Input for this task:
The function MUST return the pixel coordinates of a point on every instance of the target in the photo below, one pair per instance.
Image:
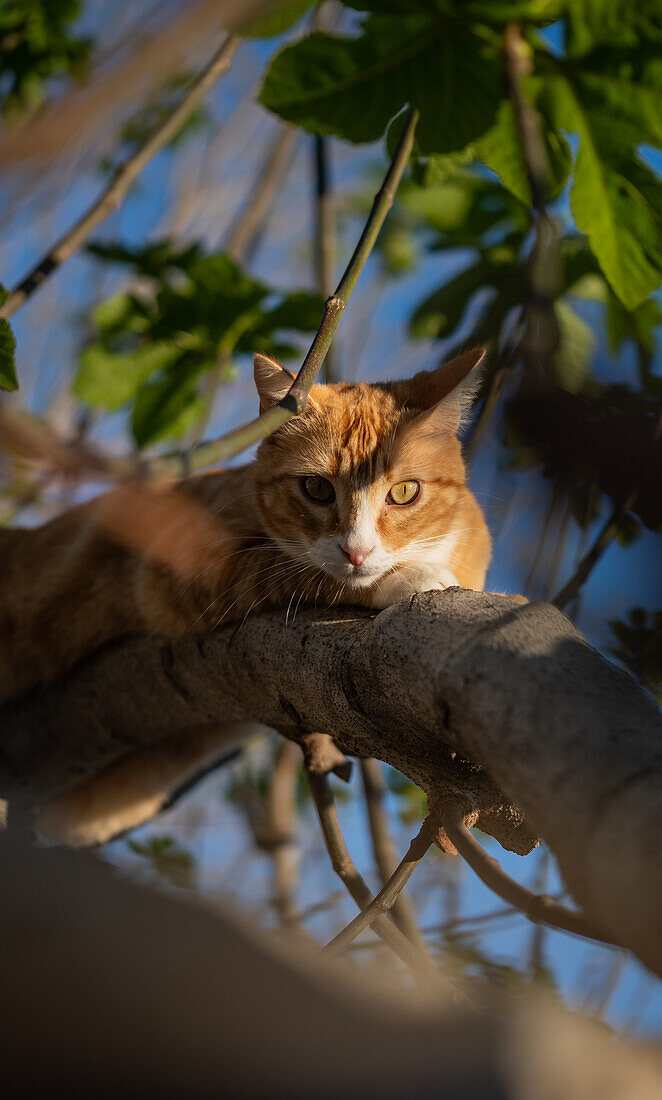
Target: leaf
(279, 15)
(109, 380)
(8, 347)
(353, 87)
(622, 228)
(619, 22)
(442, 311)
(167, 408)
(500, 150)
(576, 343)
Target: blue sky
(373, 342)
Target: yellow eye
(404, 493)
(319, 490)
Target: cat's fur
(260, 543)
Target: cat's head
(370, 475)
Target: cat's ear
(445, 394)
(272, 381)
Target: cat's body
(363, 499)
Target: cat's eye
(319, 490)
(404, 493)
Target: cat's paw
(407, 582)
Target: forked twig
(344, 867)
(387, 895)
(536, 906)
(384, 849)
(122, 178)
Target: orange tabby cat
(362, 499)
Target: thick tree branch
(122, 179)
(478, 701)
(536, 906)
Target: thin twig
(388, 893)
(384, 849)
(536, 906)
(345, 869)
(122, 179)
(280, 822)
(295, 400)
(324, 238)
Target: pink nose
(355, 557)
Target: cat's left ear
(445, 394)
(272, 381)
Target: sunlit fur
(127, 564)
(364, 439)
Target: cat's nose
(356, 554)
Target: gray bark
(500, 705)
(110, 989)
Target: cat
(361, 499)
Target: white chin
(362, 580)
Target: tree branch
(344, 867)
(536, 906)
(374, 789)
(477, 700)
(294, 403)
(122, 179)
(383, 902)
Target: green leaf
(167, 408)
(353, 87)
(608, 205)
(500, 150)
(576, 343)
(592, 23)
(279, 15)
(8, 347)
(109, 380)
(442, 311)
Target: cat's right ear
(272, 381)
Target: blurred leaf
(167, 860)
(8, 347)
(37, 42)
(616, 199)
(576, 343)
(638, 325)
(195, 314)
(168, 407)
(500, 150)
(278, 18)
(592, 23)
(109, 380)
(639, 646)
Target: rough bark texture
(427, 685)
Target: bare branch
(536, 906)
(324, 238)
(344, 867)
(122, 179)
(374, 789)
(389, 892)
(295, 400)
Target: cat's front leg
(407, 581)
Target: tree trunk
(460, 691)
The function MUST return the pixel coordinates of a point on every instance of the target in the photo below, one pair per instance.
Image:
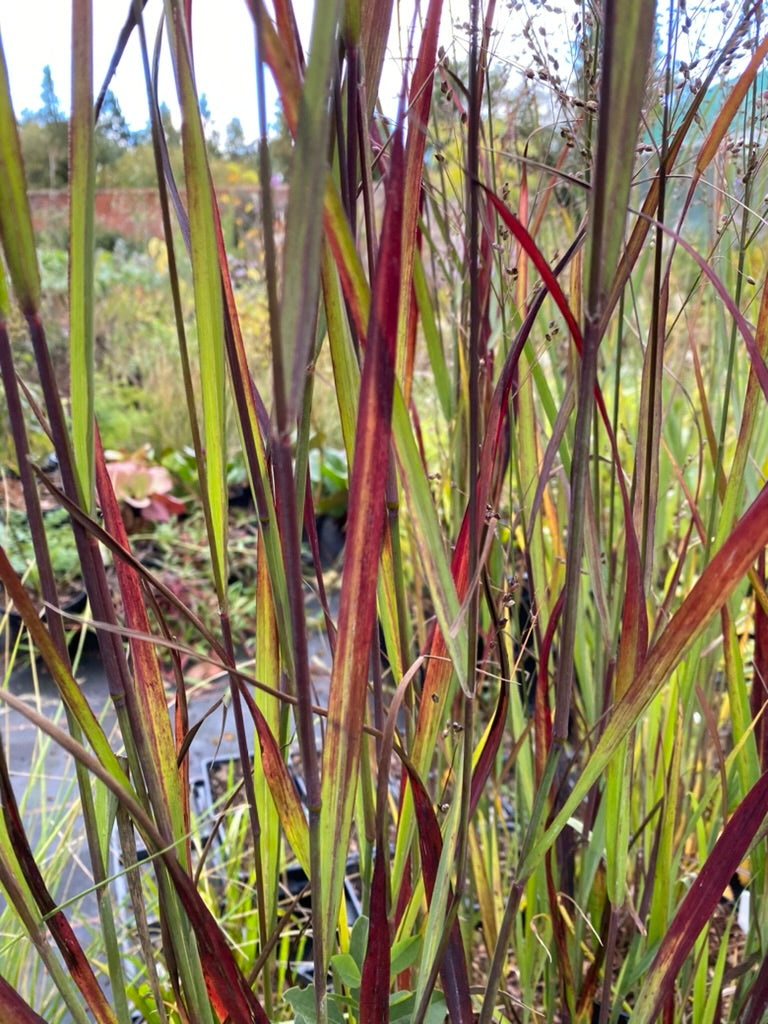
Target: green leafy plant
(547, 336)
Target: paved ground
(43, 774)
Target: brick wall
(130, 213)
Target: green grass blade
(15, 222)
(208, 296)
(82, 179)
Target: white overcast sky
(36, 33)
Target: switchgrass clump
(538, 738)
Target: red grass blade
(454, 968)
(701, 899)
(366, 525)
(12, 1008)
(74, 956)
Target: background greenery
(530, 311)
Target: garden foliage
(544, 307)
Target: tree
(44, 139)
(236, 146)
(281, 144)
(113, 135)
(50, 113)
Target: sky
(36, 33)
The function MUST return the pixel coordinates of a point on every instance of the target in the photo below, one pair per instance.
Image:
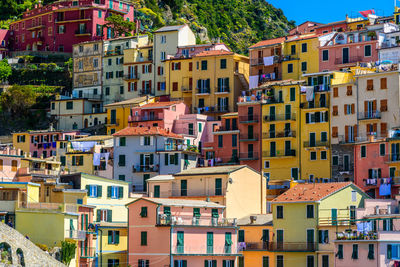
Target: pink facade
(160, 114)
(57, 27)
(173, 233)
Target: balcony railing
(280, 134)
(279, 246)
(279, 153)
(248, 155)
(75, 234)
(249, 119)
(315, 143)
(369, 115)
(248, 137)
(280, 117)
(144, 168)
(164, 220)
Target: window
(204, 65)
(325, 55)
(367, 50)
(339, 254)
(143, 238)
(223, 63)
(313, 155)
(363, 151)
(310, 211)
(354, 254)
(113, 237)
(279, 212)
(304, 48)
(303, 66)
(290, 68)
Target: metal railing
(279, 153)
(279, 246)
(280, 117)
(280, 134)
(369, 115)
(164, 219)
(315, 143)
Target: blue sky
(329, 11)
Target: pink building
(58, 26)
(377, 239)
(371, 169)
(178, 232)
(159, 114)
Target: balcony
(155, 117)
(88, 252)
(349, 60)
(279, 246)
(316, 144)
(279, 153)
(167, 220)
(131, 76)
(202, 91)
(281, 134)
(248, 156)
(280, 117)
(248, 119)
(370, 115)
(144, 168)
(248, 137)
(75, 234)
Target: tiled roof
(139, 131)
(269, 42)
(213, 53)
(211, 170)
(310, 192)
(161, 104)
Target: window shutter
(99, 191)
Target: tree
(67, 251)
(119, 25)
(5, 70)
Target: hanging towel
(268, 61)
(96, 159)
(309, 93)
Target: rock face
(20, 247)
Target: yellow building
(118, 113)
(300, 56)
(281, 130)
(306, 219)
(255, 235)
(218, 79)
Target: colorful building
(58, 26)
(180, 232)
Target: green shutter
(99, 191)
(109, 215)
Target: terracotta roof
(269, 42)
(310, 192)
(214, 53)
(160, 104)
(139, 131)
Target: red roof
(310, 192)
(213, 53)
(139, 131)
(269, 42)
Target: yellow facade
(300, 56)
(281, 130)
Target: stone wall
(32, 255)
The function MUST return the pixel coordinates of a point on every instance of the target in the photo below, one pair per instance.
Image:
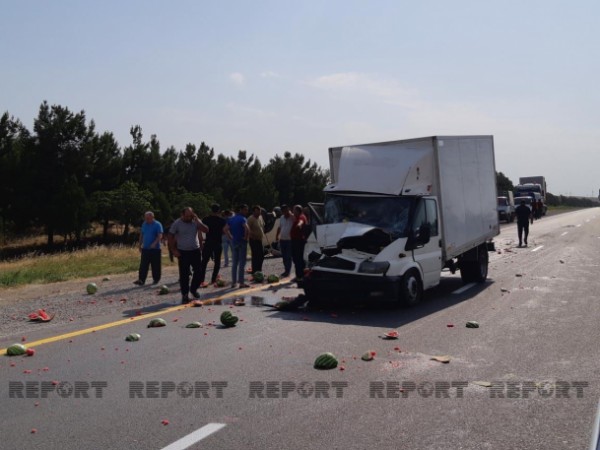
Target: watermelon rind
(16, 350)
(157, 323)
(326, 361)
(91, 288)
(228, 319)
(259, 277)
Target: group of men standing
(186, 242)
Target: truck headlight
(374, 267)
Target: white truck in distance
(397, 213)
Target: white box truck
(397, 213)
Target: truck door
(428, 255)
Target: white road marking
(195, 436)
(464, 288)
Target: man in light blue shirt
(150, 238)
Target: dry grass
(69, 265)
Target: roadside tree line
(63, 175)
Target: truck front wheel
(411, 288)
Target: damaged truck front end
(363, 249)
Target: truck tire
(411, 288)
(475, 271)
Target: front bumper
(351, 286)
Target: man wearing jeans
(237, 230)
(184, 240)
(285, 239)
(150, 238)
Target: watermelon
(228, 319)
(283, 305)
(16, 350)
(368, 356)
(325, 361)
(40, 316)
(259, 277)
(154, 323)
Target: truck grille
(336, 263)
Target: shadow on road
(380, 312)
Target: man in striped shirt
(185, 240)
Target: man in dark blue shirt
(150, 238)
(524, 215)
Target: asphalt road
(527, 378)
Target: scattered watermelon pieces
(391, 335)
(40, 316)
(369, 356)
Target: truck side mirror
(419, 237)
(424, 234)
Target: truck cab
(506, 209)
(397, 213)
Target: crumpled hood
(353, 235)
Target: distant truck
(532, 185)
(506, 207)
(398, 213)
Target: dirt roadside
(69, 302)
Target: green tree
(14, 137)
(61, 152)
(128, 204)
(296, 180)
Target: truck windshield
(388, 213)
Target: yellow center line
(213, 301)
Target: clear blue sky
(301, 76)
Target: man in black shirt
(524, 215)
(212, 246)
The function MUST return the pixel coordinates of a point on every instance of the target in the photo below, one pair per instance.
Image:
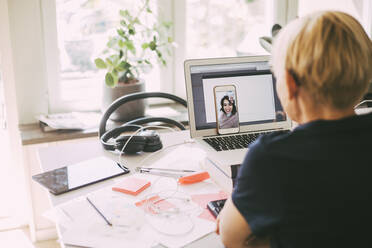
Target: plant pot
(130, 110)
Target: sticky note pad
(132, 186)
(194, 178)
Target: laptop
(258, 105)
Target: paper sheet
(132, 226)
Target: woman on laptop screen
(228, 117)
(310, 187)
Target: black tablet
(75, 176)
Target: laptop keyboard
(232, 142)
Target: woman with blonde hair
(310, 187)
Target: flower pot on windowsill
(127, 111)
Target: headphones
(145, 140)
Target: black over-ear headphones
(145, 140)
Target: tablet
(75, 176)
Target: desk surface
(58, 156)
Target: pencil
(91, 203)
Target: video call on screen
(257, 100)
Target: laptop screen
(256, 95)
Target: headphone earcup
(153, 143)
(136, 143)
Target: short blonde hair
(329, 54)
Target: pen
(146, 169)
(91, 203)
(164, 172)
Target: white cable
(136, 132)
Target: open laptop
(259, 108)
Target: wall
(26, 37)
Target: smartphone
(215, 207)
(226, 105)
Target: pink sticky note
(131, 186)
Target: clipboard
(78, 175)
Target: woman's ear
(291, 86)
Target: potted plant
(130, 52)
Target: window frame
(172, 77)
(49, 23)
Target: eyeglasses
(295, 77)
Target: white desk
(58, 156)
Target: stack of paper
(180, 219)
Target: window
(83, 29)
(357, 8)
(222, 28)
(218, 28)
(202, 28)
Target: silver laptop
(258, 107)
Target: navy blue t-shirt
(311, 187)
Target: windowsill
(31, 134)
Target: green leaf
(108, 61)
(163, 62)
(124, 66)
(121, 43)
(168, 25)
(131, 31)
(124, 13)
(136, 20)
(111, 42)
(109, 79)
(121, 32)
(100, 63)
(152, 45)
(129, 44)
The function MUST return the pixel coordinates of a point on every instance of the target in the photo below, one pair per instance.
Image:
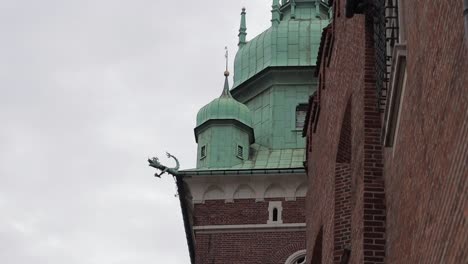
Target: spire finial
(226, 55)
(242, 30)
(226, 92)
(275, 13)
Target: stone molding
(250, 228)
(258, 187)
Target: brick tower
(245, 200)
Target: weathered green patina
(254, 126)
(292, 40)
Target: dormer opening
(275, 214)
(240, 152)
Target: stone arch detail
(274, 190)
(301, 190)
(244, 191)
(280, 256)
(213, 192)
(295, 256)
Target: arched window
(298, 257)
(275, 214)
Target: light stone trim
(295, 256)
(272, 205)
(287, 186)
(249, 228)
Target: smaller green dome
(225, 107)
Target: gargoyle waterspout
(154, 162)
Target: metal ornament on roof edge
(154, 162)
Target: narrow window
(275, 214)
(301, 112)
(240, 152)
(465, 14)
(203, 152)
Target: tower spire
(226, 92)
(275, 13)
(242, 30)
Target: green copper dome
(225, 107)
(292, 40)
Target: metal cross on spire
(226, 55)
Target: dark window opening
(317, 251)
(275, 214)
(300, 260)
(240, 152)
(301, 112)
(203, 152)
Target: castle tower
(244, 202)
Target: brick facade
(246, 211)
(402, 204)
(247, 245)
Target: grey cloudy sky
(90, 89)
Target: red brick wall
(249, 245)
(246, 211)
(426, 170)
(408, 203)
(248, 248)
(342, 88)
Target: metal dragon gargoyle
(154, 162)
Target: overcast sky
(89, 90)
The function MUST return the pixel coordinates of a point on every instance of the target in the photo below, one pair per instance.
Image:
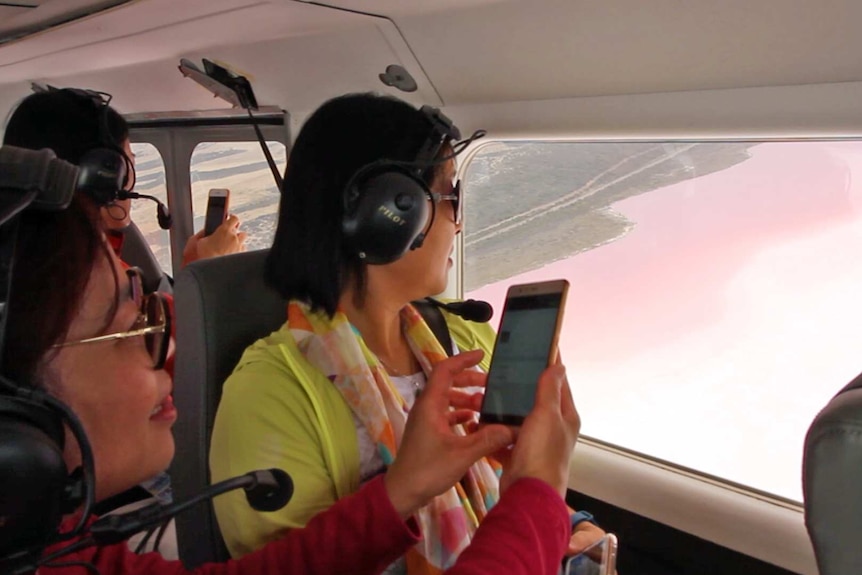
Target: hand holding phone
(526, 344)
(600, 558)
(217, 209)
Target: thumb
(549, 388)
(489, 440)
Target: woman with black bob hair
(76, 326)
(327, 395)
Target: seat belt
(435, 320)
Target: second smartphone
(526, 344)
(217, 209)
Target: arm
(526, 533)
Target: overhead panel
(21, 18)
(295, 54)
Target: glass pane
(714, 304)
(150, 171)
(240, 167)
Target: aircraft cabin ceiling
(460, 52)
(19, 18)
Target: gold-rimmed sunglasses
(454, 197)
(153, 322)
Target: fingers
(241, 237)
(437, 388)
(231, 222)
(461, 416)
(488, 440)
(470, 378)
(549, 388)
(459, 399)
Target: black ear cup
(103, 173)
(386, 211)
(33, 474)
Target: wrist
(403, 500)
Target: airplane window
(714, 304)
(242, 168)
(150, 171)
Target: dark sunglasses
(454, 197)
(153, 322)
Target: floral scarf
(336, 348)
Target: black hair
(55, 256)
(66, 121)
(308, 260)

About this task:
Would you transcribe, exactly and only, the lines from the one that contains "Target: overcast sky" through the last line of the data above, without any pictures?

Answer:
Target: overcast sky
(89, 90)
The function MUST return the pixel coordinates of a point on every instance of the target in the photo below, one pair per instance.
Image:
Target: hand holding phone
(526, 344)
(600, 558)
(217, 209)
Target: thumb
(549, 388)
(489, 440)
Target: woman with black bob hair
(76, 326)
(327, 395)
Target: seat belt
(435, 320)
Target: second smartphone
(526, 344)
(217, 209)
Target: arm
(526, 533)
Target: overhead panel
(21, 18)
(295, 54)
Target: glass pane
(714, 304)
(150, 171)
(240, 167)
Target: aircraft cabin ceiling
(460, 52)
(19, 18)
Target: gold-rimmed sunglasses
(454, 197)
(153, 322)
Target: fingers
(241, 237)
(437, 388)
(231, 222)
(461, 416)
(488, 440)
(470, 378)
(549, 388)
(459, 399)
Target: black ear cup
(103, 173)
(386, 211)
(33, 474)
Target: wrist
(403, 500)
Target: airplane window
(714, 304)
(242, 168)
(150, 171)
Target: dark sunglasses
(454, 197)
(153, 322)
Target: floral scarf
(336, 348)
Target: black hair
(55, 256)
(66, 121)
(308, 260)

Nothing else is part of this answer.